(DESCRIPTION OF THE TASK) Could you print every one of the records below, reproducing each line verbatim?

+ + + +

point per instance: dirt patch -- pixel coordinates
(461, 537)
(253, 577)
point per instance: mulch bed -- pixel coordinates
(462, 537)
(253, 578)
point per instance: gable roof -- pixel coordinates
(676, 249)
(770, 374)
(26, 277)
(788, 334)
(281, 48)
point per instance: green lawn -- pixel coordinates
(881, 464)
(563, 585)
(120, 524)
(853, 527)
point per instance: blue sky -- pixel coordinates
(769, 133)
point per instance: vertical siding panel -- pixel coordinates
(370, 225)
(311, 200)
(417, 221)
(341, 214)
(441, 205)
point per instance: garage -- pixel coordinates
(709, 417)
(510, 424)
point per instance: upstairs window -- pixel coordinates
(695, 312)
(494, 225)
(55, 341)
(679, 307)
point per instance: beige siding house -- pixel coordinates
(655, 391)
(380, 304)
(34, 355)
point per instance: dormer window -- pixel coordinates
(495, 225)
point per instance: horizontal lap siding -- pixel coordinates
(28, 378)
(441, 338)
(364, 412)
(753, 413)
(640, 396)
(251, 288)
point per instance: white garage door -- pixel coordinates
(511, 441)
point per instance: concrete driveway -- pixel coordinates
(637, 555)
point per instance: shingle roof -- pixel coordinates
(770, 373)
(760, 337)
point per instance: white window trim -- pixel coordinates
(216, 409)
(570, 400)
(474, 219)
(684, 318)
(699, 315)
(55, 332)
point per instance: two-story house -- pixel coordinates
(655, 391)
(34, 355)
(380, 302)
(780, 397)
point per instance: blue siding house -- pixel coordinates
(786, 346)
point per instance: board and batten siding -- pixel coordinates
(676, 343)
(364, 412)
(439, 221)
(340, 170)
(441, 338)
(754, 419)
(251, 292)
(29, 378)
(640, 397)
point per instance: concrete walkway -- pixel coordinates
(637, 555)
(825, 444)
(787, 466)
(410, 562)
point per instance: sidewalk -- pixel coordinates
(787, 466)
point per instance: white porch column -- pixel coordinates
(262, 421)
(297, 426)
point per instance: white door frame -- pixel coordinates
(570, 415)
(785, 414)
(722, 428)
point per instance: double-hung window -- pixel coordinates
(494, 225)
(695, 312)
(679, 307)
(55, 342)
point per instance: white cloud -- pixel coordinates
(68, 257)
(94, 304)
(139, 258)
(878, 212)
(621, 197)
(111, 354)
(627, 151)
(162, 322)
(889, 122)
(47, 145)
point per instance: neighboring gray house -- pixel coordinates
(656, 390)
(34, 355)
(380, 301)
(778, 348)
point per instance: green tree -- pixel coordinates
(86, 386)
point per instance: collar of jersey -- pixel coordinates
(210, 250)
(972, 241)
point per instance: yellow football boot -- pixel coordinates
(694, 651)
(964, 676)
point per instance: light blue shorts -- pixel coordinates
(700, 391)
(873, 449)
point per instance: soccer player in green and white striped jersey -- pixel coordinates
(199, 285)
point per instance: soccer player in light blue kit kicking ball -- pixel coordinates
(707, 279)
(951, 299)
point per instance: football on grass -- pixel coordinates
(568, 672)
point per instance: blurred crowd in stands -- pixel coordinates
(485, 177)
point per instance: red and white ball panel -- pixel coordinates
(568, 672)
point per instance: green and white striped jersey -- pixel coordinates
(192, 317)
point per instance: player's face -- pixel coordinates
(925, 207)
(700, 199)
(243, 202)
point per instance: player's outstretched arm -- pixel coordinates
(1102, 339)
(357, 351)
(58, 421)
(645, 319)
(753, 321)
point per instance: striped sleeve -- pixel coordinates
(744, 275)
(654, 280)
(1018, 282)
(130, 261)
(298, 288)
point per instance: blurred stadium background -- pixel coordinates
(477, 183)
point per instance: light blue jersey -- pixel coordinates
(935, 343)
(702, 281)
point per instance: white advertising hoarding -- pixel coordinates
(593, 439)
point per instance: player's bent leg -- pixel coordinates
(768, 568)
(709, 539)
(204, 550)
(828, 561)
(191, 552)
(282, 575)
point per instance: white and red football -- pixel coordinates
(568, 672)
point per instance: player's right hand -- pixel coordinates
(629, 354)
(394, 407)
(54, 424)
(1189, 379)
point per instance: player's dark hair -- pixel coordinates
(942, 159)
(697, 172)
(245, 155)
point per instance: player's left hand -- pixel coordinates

+ + + +

(EXERCISE SOLUTION)
point per instance: dirt patch -- pixel coordinates
(461, 537)
(253, 577)
point per instance: mulch bed -- pixel coordinates
(462, 537)
(253, 578)
point per instance: gable roof -- pixel coordinates
(676, 249)
(770, 374)
(26, 277)
(788, 334)
(281, 48)
point per instance: green lawn -- pixel coordinates
(881, 464)
(563, 585)
(120, 524)
(853, 527)
point per instance: blue sky -- pixel coordinates
(769, 133)
point per instance: vertical siding panel -- pixel coordinates
(370, 225)
(311, 200)
(417, 221)
(341, 214)
(441, 205)
point per instance: garage -- pixel coordinates
(709, 417)
(510, 424)
point per instance: upstairs window -- pixel coordinates
(695, 312)
(494, 225)
(55, 341)
(679, 307)
point per instance: beige siding house -- pixel coordinates
(655, 391)
(380, 304)
(34, 355)
point per instance: dormer window -- pixel coordinates
(495, 225)
point per instance: horizontal lap siding -- pixel coordinates
(28, 378)
(441, 338)
(364, 412)
(753, 413)
(640, 396)
(251, 288)
point per instance: white garage door -- pixel coordinates
(511, 441)
point per instance: concrete driveway -- pixel coordinates
(637, 555)
point per instance: shingle roof -- pixel coordinates
(770, 373)
(760, 337)
point per instance: white window trim -- pixel coordinates
(216, 409)
(570, 400)
(474, 219)
(684, 318)
(699, 315)
(55, 332)
point per instance: two-story house -- pixel coordinates
(655, 391)
(34, 355)
(380, 302)
(780, 397)
point per instance: blue siding house -- pixel coordinates
(786, 346)
point per instance: board and batten siding -- pixel coordinates
(676, 343)
(364, 412)
(439, 221)
(340, 170)
(441, 338)
(754, 419)
(251, 292)
(29, 378)
(640, 397)
point per instance: concrete walkway -- pixel coordinates
(637, 555)
(825, 444)
(787, 466)
(410, 562)
point per instance: sidewalk -- pixel coordinates
(787, 466)
point per instance: white porch column -- pixel coordinates
(262, 421)
(297, 426)
point per instance: white door frame -- pixel coordinates
(570, 415)
(785, 414)
(722, 428)
point per instance: double-hung window -- pixel coordinates
(494, 225)
(695, 312)
(679, 307)
(55, 342)
point per instance: white cloud -- pixel coordinates
(68, 257)
(94, 304)
(139, 258)
(878, 212)
(621, 197)
(111, 354)
(627, 151)
(162, 322)
(889, 122)
(47, 145)
point per instance: neighboring gray house -- pixel coordinates
(656, 390)
(34, 355)
(380, 301)
(778, 348)
point per instance: green tree -- pixel coordinates
(86, 386)
point per instance: collar of jersey -- pixel coordinates
(210, 250)
(972, 241)
point per instance: yellow football boot -- pixel coordinates
(694, 651)
(964, 676)
point per instance: light blue shorts -- pixel coordinates
(700, 391)
(873, 449)
point per instance: soccer player in green and white striped jersey -- pixel coordinates
(199, 285)
point per instance: soccer player in light blue kit kicking ball -- pixel coordinates
(707, 279)
(951, 299)
point per instance: football on grass -- pixel coordinates
(568, 672)
point per instance: blurred crowd in stands -- pixel coordinates
(485, 177)
point per instance: red and white ball panel -- pixel coordinates
(568, 672)
point per instance: green and white striped jersey -- pixel coordinates
(192, 317)
point per instance: player's face -- pixel coordinates
(925, 207)
(700, 199)
(243, 202)
point per instance: player's outstretched arm -- pixel coordinates
(1102, 339)
(357, 351)
(58, 421)
(645, 319)
(753, 321)
point per instance: striped sleeve -- pixel coordinates
(744, 275)
(654, 280)
(1018, 282)
(130, 261)
(298, 288)
point per instance: blurred stadium background -- pixel coordinates
(477, 183)
point per instance: light blue jersey -- pixel coordinates
(935, 343)
(702, 281)
point per instance: white advertising hoarding -- pixel coordinates
(593, 439)
point per instance: player's bent leg -- pixel coordinates
(768, 568)
(709, 539)
(204, 550)
(828, 561)
(191, 552)
(282, 575)
point per instance: white and red football -- pixel coordinates
(568, 672)
point per instance: player's right hand -- pixel coordinates
(629, 354)
(394, 407)
(54, 424)
(1189, 379)
point per instance: player's dark hair -- pixel coordinates
(942, 159)
(697, 172)
(245, 155)
point per instance: player's left hand -- pixel coordinates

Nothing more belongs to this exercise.